__SOURCE MATERIAL__.
----------

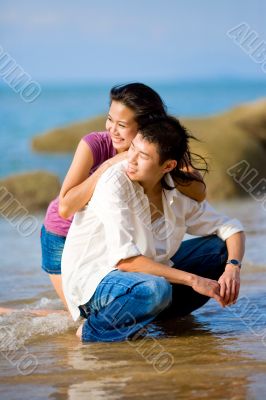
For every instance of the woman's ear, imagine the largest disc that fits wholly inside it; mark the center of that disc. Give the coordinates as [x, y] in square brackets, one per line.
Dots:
[169, 165]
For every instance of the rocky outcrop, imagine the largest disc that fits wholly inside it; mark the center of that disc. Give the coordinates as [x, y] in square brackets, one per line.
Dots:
[27, 192]
[228, 139]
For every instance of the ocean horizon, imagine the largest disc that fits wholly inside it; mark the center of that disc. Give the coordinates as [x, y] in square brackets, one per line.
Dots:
[61, 103]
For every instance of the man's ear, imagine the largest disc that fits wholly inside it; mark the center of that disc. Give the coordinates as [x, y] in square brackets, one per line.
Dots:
[169, 165]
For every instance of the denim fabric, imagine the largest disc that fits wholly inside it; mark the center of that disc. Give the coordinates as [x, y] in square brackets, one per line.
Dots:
[124, 302]
[52, 248]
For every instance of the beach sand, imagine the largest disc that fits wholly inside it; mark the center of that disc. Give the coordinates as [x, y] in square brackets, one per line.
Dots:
[213, 354]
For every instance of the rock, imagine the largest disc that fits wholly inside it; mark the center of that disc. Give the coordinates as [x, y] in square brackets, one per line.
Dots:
[235, 136]
[66, 139]
[30, 192]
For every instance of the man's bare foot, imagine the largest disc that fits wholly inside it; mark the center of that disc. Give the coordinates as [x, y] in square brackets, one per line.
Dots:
[79, 331]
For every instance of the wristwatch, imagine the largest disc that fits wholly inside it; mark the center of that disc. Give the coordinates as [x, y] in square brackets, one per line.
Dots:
[235, 262]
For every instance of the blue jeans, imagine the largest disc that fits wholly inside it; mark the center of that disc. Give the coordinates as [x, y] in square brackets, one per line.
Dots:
[124, 302]
[52, 246]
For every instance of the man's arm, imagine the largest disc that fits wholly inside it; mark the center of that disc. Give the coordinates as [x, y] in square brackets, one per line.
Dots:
[204, 286]
[195, 189]
[230, 279]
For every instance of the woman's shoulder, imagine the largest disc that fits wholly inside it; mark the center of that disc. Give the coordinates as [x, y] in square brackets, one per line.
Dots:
[102, 136]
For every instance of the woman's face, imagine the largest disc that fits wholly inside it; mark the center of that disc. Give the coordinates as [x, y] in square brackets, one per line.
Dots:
[144, 163]
[121, 125]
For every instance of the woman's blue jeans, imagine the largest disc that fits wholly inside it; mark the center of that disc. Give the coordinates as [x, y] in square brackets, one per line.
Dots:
[124, 302]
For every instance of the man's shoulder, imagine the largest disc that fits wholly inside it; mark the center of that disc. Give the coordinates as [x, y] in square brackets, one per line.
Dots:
[115, 182]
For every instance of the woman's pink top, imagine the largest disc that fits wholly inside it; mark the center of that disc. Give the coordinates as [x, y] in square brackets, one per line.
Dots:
[102, 149]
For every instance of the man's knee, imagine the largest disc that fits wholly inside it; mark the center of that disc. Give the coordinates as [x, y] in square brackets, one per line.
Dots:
[156, 294]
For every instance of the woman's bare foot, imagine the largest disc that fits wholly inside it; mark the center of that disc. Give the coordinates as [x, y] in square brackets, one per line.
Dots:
[44, 312]
[79, 331]
[5, 310]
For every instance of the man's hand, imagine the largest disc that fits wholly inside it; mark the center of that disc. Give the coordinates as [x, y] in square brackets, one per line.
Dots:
[230, 284]
[208, 287]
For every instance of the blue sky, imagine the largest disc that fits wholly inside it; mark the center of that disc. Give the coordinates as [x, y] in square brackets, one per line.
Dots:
[155, 40]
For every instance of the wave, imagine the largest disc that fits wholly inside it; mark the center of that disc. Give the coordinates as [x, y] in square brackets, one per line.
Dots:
[22, 325]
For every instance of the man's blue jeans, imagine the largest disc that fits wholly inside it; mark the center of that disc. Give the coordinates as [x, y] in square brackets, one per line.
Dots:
[124, 302]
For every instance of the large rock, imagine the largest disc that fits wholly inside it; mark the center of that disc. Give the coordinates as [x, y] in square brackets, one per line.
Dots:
[65, 139]
[236, 136]
[29, 192]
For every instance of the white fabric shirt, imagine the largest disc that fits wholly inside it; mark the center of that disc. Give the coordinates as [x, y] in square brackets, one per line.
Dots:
[116, 224]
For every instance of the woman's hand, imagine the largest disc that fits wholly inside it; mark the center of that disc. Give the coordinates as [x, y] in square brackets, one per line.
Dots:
[230, 284]
[208, 287]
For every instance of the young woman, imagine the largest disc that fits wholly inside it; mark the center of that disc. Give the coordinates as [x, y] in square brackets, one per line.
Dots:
[132, 106]
[123, 262]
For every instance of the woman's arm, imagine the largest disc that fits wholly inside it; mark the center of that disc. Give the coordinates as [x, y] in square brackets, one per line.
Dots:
[194, 189]
[205, 286]
[78, 186]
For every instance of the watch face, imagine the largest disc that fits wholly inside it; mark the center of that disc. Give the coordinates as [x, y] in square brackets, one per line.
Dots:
[234, 262]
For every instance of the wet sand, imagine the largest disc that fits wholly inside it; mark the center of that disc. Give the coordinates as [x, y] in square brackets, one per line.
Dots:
[213, 354]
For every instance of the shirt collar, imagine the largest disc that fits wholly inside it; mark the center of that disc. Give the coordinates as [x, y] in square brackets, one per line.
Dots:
[170, 194]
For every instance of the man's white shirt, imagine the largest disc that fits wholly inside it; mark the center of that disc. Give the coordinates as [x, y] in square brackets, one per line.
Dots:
[116, 224]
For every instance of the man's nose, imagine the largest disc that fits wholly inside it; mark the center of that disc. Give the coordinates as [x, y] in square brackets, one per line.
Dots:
[132, 157]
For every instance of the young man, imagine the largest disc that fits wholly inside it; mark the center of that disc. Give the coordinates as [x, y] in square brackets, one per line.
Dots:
[124, 264]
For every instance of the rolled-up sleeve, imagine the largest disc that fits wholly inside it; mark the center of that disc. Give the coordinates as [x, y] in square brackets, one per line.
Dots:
[202, 220]
[111, 202]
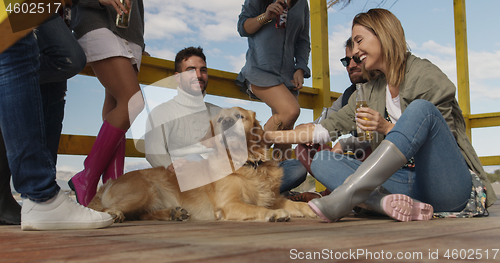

----------

__EXERCISE DETAILS__. Please write out every line of the listing above exactly, and leave the images behind.

__EXERCISE ANSWER__.
For every instance of the woman's ear, imagine the largest disc that fits wholly inside it; mark the center of that disc. Give the coordinates as [x, y] in square brackets, one per line.
Dots:
[169, 165]
For every instance of the rocky outcrop, imagine the largest disc that fits wholly inside it; mark the center of that disc. Give the coordinates as [x, y] in square brackets, one per line.
Dots:
[27, 192]
[228, 139]
For every instance of the ocean horizon, imagine the largest disc that fits wholly inside it; mark the center of that disc. Give the coordinates as [x, y] in square brackets, one per line.
Dots:
[61, 103]
For every instance of the man's ear, imagine the largest disc that fits wholly inside it; mark the center of that disc. Give the coordinates as [x, y] in square brackets, one per line.
Dots:
[169, 165]
For every instance of the denim fabric, imagine the largest disc that fits wholly inside it; mark the center of that disc. Give the coordinates as [x, y] in square brackets, one per line.
Dots:
[124, 302]
[52, 248]
For every instance of the beach sand, imagine the largest disc that fits wholly inside it; mark the center of that disc. Give the coordinates as [x, y] in square brackets, one per line.
Dots:
[213, 354]
For every instance of the rock, imagine the largest disc that fits wholly inside it; mark the center of that disc. Give the coordinates as [x, y] in square brackets, one per line.
Dots:
[235, 136]
[66, 139]
[30, 192]
For every instance of the man's bare foot, imagine the largest disc that fits wholly inside it; mark the center of that disc. Give the coordinates as [x, y] in square brackets, one per line.
Dots:
[79, 331]
For every instance of the wristwatch, imagine the largest disc that fits wholly inside it; mark the center of that disc. Give the coordinates as [x, y] in square brackets, one per line.
Dots:
[235, 262]
For every instance of the blue jeans, imagine the largest disc that fits wholly inside it; mark the center of that disc. Give the coordinates as [x, y] in square brackets, one per line.
Dots:
[124, 302]
[52, 246]
For every instance of the man's arm, imagine the largest disc that fits wholly inside it; mark the center of that disc. Give the coordinates as [x, y] in square brackets, one per line.
Dots:
[204, 286]
[195, 189]
[230, 279]
For every instance of the woman's shoulder, imagine the largest disc that fits wholly inside it; mark the center of that disc. Give the coordinates as [x, y] in square brackets, one per line.
Dots:
[102, 136]
For every instance of the woman's face, imagine the largest disc that fits wholly inside it; mark the center of that disc. Give the coordinates as [x, y] in square brackets, one per line.
Dots:
[144, 163]
[121, 125]
For every instance of the woman's blue jeans, imagine the largest disc that fits wholly inside it; mark the center of that disc. Give the coordinates as [x, y] in square brackets, one per line.
Dots:
[124, 302]
For every instance of the man's shoulder, imagine the largest disc that fits wholly inside it; mark the center of that disc. Give the coordinates as [x, y] in square brackets, one per line.
Dots:
[115, 182]
For every instance of the woman's pink top, imagine the largest disc that fits wholly inside it; mark the center of that disc. Give the coordinates as [x, y] in square brackets, one per line.
Dots:
[102, 149]
For every instance of the man's knee, imagine the largest disc that fits wholly inside it; mark the center of that disc. Give the coordinates as [x, y] in square brackets, one per line.
Dots:
[156, 294]
For every instance of the woman's bare foot, imagine the largest disc that fits wholly inside it; mark the center of that disc. Give the coordinates as [x, y] in square brackets, one per line.
Dots:
[44, 312]
[79, 331]
[5, 310]
For every instance of the man's hand, imagine the largest disc that fits wholly inside it; mark the center of that disc. Give the coordinates as [x, y] in square brackets, one per line.
Dots:
[230, 284]
[208, 287]
For every instance of the blue sky, imagine the largest disc that fits wholly inside it; mark the center of that disc. Give the coordinates as [x, y] in square brackets, one per line.
Dots:
[155, 40]
For every instance of the wave, imagine the largest disc that fits wholly inside it; mark the center of that disc. Give the coordinates as [x, y] in square brackets, one per line.
Dots:
[22, 325]
For every instance of the man's blue jeans, imagine the largest disc that fits wholly inside it; mark the center of that disc. Give the coordinates as [x, y] in square brackets, one per line.
Dots:
[124, 302]
For every instance of the large rock, imagine the largest disc that fits wholly inside it; mark the center of that disc. Give the coordinates as [x, y] in square brackets, one per line.
Dots:
[65, 139]
[236, 136]
[29, 192]
For every instance of the white fabric shirt, imagine the largest disc that fits wholly inside it; mark the center of that disc. Give the coordinates as [x, y] in square brackets, one per line.
Dots:
[116, 224]
For every instance of the woman's hand, imagine the largest disc that fits wholly inside it; mark the center of that disc. Give the coordinates as [x, y] in square brackets, one per line.
Dots:
[230, 284]
[208, 287]
For every instance of the young woman, imagine the largest disc that fits wholly inside it; mark the center of that disc. Give the coordinates as [x, y] in square brackets, one per line.
Dots:
[132, 106]
[123, 262]
For every instance of the woman's arm, imagine the largest disc that fits wholly inside it; mark the center of that disc. Give the coordinates as [x, y] in square brackets, one per line.
Dots:
[194, 189]
[205, 286]
[78, 186]
For every instance of the watch face, imagine the largest disc that fits wholly inside it; mark the center of that disc. Give the coordinates as [x, y] in square brackets, one per line.
Dots:
[234, 262]
For every instance of the wet sand, imagine the largest disc that fits wholly inside it; mark the center of that disc. Give the coordinates as [x, y] in square brackets, one per line.
Dots:
[213, 354]
For every instance of the shirt collar, imagine the largest disc that fits wholly inside it; mark the center of that disc. Give the coordinates as [x, y] in square brackets, one per line.
Dots:
[170, 194]
For every instance of the man's white shirt, imagine the largest disc that fits wholly inside it; mark the center of that disc. Give the coordinates as [x, y] in square brackets, one per line.
Dots:
[116, 224]
For every instance of the man's nose, imagine the largest disc that fits wholly inside it; mark the center of that disc. Give the coordinates as [x, y] in square brackets, one per line.
Dots:
[132, 157]
For every instance of the young man, imagine the largest disc that fits wholly inside it; mark the center of that disc. Give the coordinates as [x, y] in square brackets, one per line.
Dots:
[124, 264]
For every instance of the rolled-up sleeve, imagine the largest disc that fits wholly inside it; mark the center of that disc. Give the coordinates as [x, y] in square brackets, one per line.
Dots:
[202, 220]
[111, 202]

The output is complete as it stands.